WHAT IS REQUIRED: Report each line in the material below that contains the word "light".

Stored records:
## begin
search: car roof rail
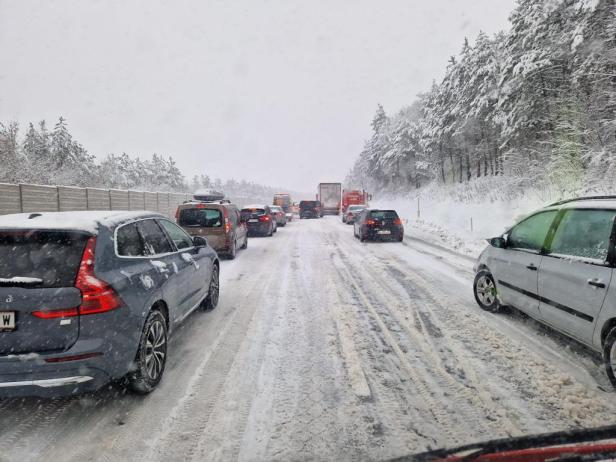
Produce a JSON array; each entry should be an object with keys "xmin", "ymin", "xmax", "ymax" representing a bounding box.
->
[
  {"xmin": 182, "ymin": 199, "xmax": 231, "ymax": 204},
  {"xmin": 548, "ymin": 196, "xmax": 616, "ymax": 207}
]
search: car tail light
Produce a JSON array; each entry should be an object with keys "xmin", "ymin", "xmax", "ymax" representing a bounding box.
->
[
  {"xmin": 75, "ymin": 237, "xmax": 121, "ymax": 314},
  {"xmin": 32, "ymin": 237, "xmax": 122, "ymax": 319}
]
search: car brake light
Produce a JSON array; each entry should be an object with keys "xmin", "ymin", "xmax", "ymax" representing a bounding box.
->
[{"xmin": 32, "ymin": 237, "xmax": 122, "ymax": 319}]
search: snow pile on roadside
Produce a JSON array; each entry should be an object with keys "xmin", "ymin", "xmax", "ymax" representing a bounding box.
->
[{"xmin": 370, "ymin": 191, "xmax": 547, "ymax": 257}]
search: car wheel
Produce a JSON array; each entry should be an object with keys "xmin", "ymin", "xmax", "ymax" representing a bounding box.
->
[
  {"xmin": 128, "ymin": 310, "xmax": 167, "ymax": 394},
  {"xmin": 603, "ymin": 327, "xmax": 616, "ymax": 388},
  {"xmin": 227, "ymin": 240, "xmax": 237, "ymax": 260},
  {"xmin": 473, "ymin": 270, "xmax": 500, "ymax": 313},
  {"xmin": 201, "ymin": 265, "xmax": 220, "ymax": 311}
]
## end
WRITTEN SOLUTION:
search: car tail light
search: car brake light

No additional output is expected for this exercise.